Activity
Could you transcribe every record below exactly as written, excluding the pictures?

Exercise input
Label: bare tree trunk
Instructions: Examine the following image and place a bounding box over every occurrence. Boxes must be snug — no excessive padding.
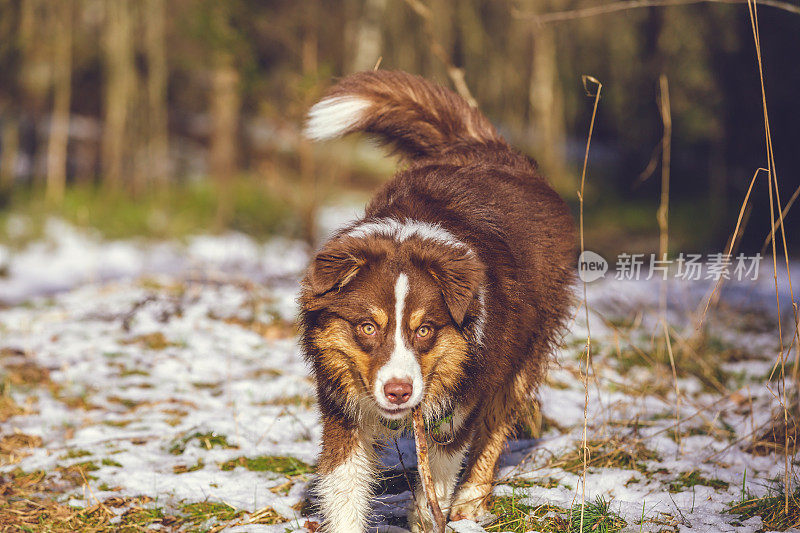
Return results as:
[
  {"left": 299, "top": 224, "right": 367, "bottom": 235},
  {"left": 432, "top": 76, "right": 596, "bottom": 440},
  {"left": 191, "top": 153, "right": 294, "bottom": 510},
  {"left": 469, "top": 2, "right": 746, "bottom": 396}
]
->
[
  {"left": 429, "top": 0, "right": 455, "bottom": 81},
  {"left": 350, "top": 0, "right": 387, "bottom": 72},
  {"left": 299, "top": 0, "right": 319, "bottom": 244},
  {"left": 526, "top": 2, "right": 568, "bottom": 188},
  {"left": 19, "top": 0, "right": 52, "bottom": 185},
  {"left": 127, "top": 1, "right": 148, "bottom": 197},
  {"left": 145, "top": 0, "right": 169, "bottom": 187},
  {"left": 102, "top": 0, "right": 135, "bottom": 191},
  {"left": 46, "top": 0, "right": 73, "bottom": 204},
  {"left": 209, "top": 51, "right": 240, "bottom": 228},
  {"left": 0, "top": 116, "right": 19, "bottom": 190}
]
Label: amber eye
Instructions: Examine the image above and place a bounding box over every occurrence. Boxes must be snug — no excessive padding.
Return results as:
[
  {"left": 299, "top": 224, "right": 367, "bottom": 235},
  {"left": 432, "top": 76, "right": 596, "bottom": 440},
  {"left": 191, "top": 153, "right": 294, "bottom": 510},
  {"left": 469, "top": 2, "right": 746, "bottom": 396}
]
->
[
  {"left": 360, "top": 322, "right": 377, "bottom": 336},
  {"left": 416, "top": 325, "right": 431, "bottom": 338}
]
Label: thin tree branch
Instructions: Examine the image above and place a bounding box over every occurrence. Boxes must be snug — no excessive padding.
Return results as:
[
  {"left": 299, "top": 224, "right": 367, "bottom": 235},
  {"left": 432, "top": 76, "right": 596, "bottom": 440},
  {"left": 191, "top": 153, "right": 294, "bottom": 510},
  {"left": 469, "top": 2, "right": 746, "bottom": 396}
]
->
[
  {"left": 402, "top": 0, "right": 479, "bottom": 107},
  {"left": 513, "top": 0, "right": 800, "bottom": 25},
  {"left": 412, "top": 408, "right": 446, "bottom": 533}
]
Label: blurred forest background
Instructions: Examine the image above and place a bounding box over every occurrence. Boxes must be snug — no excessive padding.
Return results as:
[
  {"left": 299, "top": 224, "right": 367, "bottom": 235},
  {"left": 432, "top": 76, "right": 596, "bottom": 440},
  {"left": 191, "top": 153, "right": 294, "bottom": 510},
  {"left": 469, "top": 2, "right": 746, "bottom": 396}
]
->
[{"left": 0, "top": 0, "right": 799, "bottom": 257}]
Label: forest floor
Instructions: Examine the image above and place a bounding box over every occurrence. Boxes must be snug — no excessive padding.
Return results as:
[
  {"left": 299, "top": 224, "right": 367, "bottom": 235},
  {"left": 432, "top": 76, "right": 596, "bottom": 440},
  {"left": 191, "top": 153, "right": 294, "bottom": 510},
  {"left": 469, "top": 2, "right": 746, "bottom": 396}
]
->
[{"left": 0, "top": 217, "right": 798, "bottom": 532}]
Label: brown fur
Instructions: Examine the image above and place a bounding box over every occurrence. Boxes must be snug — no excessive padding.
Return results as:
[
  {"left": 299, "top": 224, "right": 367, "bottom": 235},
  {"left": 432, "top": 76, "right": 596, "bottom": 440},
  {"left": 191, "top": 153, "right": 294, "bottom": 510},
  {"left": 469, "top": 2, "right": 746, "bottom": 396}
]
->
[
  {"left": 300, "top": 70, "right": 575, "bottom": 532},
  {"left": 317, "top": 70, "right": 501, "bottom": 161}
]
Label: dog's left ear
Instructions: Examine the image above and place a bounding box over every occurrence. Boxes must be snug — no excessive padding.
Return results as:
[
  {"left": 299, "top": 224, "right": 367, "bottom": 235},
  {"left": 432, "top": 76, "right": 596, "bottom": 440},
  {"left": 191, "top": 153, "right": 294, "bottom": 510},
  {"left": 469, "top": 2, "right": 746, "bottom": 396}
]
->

Solution to the exercise
Label: bare tree trunk
Instructions: Examine the following image and place a bounding box over every occurrence. Boxes must be snug — no excessive padding.
Return results as:
[
  {"left": 299, "top": 224, "right": 367, "bottom": 235},
  {"left": 432, "top": 76, "right": 596, "bottom": 440},
  {"left": 191, "top": 153, "right": 294, "bottom": 510},
  {"left": 469, "top": 2, "right": 746, "bottom": 396}
]
->
[
  {"left": 429, "top": 0, "right": 455, "bottom": 81},
  {"left": 350, "top": 0, "right": 387, "bottom": 72},
  {"left": 299, "top": 0, "right": 319, "bottom": 244},
  {"left": 526, "top": 2, "right": 568, "bottom": 188},
  {"left": 19, "top": 0, "right": 52, "bottom": 185},
  {"left": 127, "top": 1, "right": 148, "bottom": 197},
  {"left": 145, "top": 0, "right": 169, "bottom": 187},
  {"left": 102, "top": 0, "right": 135, "bottom": 191},
  {"left": 46, "top": 0, "right": 73, "bottom": 204},
  {"left": 209, "top": 51, "right": 240, "bottom": 228},
  {"left": 0, "top": 116, "right": 19, "bottom": 190}
]
Label: amber eye
Instructions: Examine the image above and place a bounding box over every occurrence. Boxes must be snug — no excessive padding.
Return results as:
[
  {"left": 299, "top": 224, "right": 367, "bottom": 235},
  {"left": 432, "top": 76, "right": 596, "bottom": 440},
  {"left": 191, "top": 153, "right": 294, "bottom": 510},
  {"left": 469, "top": 2, "right": 746, "bottom": 396}
]
->
[
  {"left": 360, "top": 322, "right": 377, "bottom": 336},
  {"left": 416, "top": 325, "right": 431, "bottom": 338}
]
Label: thin tree branch
Instructions: Examine the image above and place a bounding box over every occurrence. Boxes must be snug — no excessive padding.
Return results as:
[
  {"left": 299, "top": 224, "right": 367, "bottom": 235},
  {"left": 432, "top": 76, "right": 596, "bottom": 440},
  {"left": 191, "top": 153, "right": 294, "bottom": 510},
  {"left": 469, "top": 2, "right": 746, "bottom": 396}
]
->
[
  {"left": 402, "top": 0, "right": 479, "bottom": 107},
  {"left": 513, "top": 0, "right": 800, "bottom": 25},
  {"left": 412, "top": 408, "right": 446, "bottom": 533}
]
Label: blurred forest background
Instructions: Examine the image above and place a bounding box over every occurrence. Boxes must be snug — no excessive padding.
Return results as:
[
  {"left": 299, "top": 224, "right": 367, "bottom": 235},
  {"left": 432, "top": 76, "right": 596, "bottom": 440},
  {"left": 191, "top": 153, "right": 294, "bottom": 510},
  {"left": 469, "top": 2, "right": 746, "bottom": 396}
]
->
[{"left": 0, "top": 0, "right": 799, "bottom": 257}]
Label: forest floor
Instructions: Examine the image above and place a bounding box over every occurrence. Boxes must be snug — no excessive padding.
Return results as:
[
  {"left": 299, "top": 224, "right": 367, "bottom": 235},
  {"left": 432, "top": 76, "right": 596, "bottom": 440},
  {"left": 191, "top": 153, "right": 294, "bottom": 510},
  {"left": 469, "top": 2, "right": 746, "bottom": 396}
]
->
[{"left": 0, "top": 217, "right": 798, "bottom": 532}]
Label: brown fur
Instructions: Examine the image above and place a bounding box over every occurrence. Boxes must be snug — no excessive padding.
Return results as:
[
  {"left": 299, "top": 224, "right": 367, "bottom": 235},
  {"left": 432, "top": 76, "right": 596, "bottom": 440},
  {"left": 191, "top": 153, "right": 294, "bottom": 510},
  {"left": 469, "top": 2, "right": 746, "bottom": 396}
]
->
[
  {"left": 300, "top": 70, "right": 575, "bottom": 532},
  {"left": 317, "top": 70, "right": 501, "bottom": 161}
]
Label: dog's left ear
Instructions: Examine the image above and place a bounding box over every occurrence. Boxes must be snug — no excessive padding.
Return results as:
[
  {"left": 299, "top": 224, "right": 367, "bottom": 235},
  {"left": 432, "top": 76, "right": 596, "bottom": 440},
  {"left": 191, "top": 153, "right": 294, "bottom": 510},
  {"left": 469, "top": 2, "right": 746, "bottom": 396}
]
->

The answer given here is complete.